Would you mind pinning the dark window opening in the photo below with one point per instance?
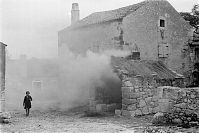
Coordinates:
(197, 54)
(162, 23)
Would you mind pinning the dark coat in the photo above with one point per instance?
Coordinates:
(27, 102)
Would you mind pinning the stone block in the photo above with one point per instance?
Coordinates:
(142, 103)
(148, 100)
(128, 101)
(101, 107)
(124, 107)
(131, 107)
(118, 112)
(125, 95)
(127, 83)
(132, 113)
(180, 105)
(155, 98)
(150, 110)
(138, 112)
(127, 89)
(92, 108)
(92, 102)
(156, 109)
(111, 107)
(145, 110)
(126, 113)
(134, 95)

--

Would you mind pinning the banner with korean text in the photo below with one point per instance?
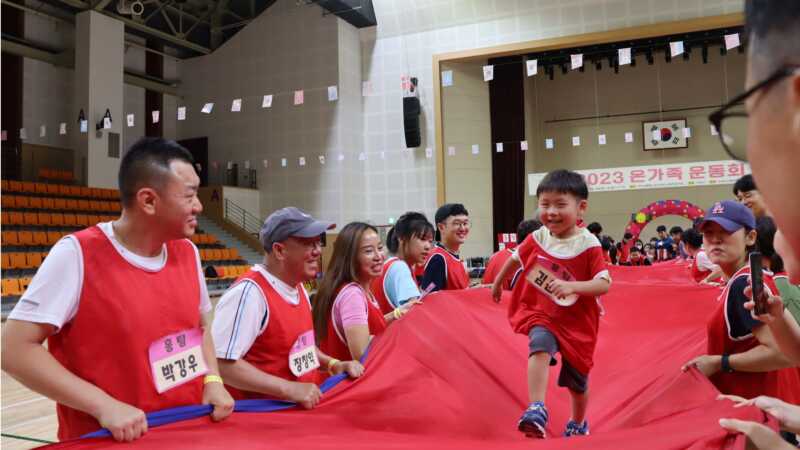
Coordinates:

...

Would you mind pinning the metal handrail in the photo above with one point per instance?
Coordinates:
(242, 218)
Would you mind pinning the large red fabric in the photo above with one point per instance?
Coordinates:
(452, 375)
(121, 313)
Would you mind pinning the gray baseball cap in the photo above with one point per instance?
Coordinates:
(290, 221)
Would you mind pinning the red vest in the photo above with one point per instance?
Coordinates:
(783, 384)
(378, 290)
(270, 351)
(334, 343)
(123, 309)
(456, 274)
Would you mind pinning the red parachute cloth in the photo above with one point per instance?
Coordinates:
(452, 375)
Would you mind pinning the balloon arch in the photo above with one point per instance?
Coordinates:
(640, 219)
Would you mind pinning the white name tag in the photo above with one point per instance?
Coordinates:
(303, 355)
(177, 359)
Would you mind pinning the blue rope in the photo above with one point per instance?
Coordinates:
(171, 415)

## Problem description
Return every line of the records above that contains the word "below", copying each one in full.

## Exercise answer
Would you mind pinning the dark window opening in the photo below with one point per instance?
Would you mind pinning the banner with korean text in the photo below with one point per instance?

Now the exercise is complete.